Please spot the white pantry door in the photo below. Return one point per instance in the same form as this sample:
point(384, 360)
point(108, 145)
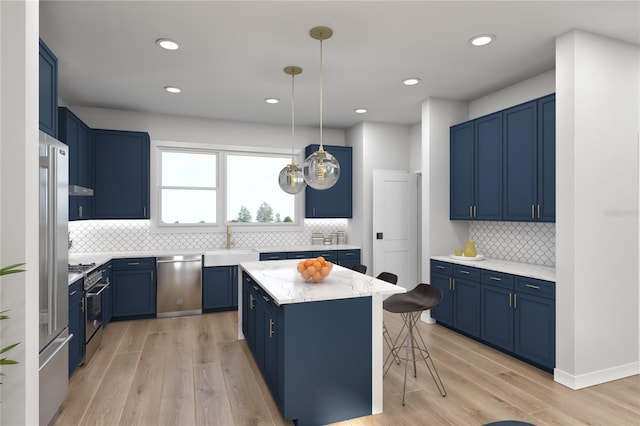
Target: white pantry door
point(395, 225)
•••
_EXERCISE DETAILS_:
Leave out the images and write out the listing above exactly.

_WRITTEN ANSWER_:
Please spot the white pantry door in the photo below. Return one point per instance in the same form as this sample:
point(384, 360)
point(108, 145)
Target: white pantry door
point(395, 225)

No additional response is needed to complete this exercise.